START Data under study

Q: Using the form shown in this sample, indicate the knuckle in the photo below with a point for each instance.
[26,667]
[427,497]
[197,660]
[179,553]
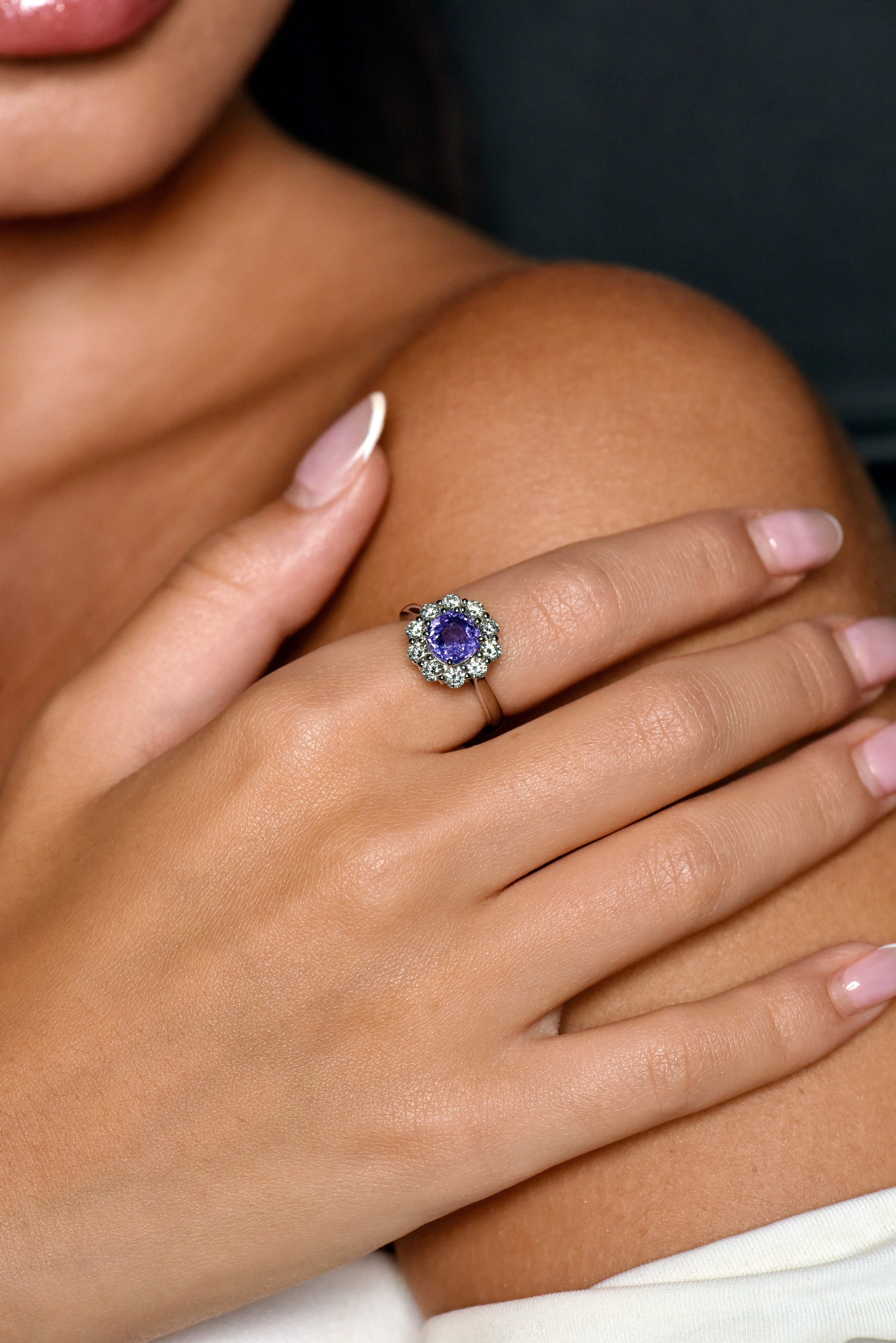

END Data under study

What you have to do >> Without the pictures, return the records above exactly as written.

Output for this exercise >>
Q: Using the form shown in this sample, indicate the knuckle in the photo below with a point for each instance.
[26,667]
[427,497]
[197,660]
[179,553]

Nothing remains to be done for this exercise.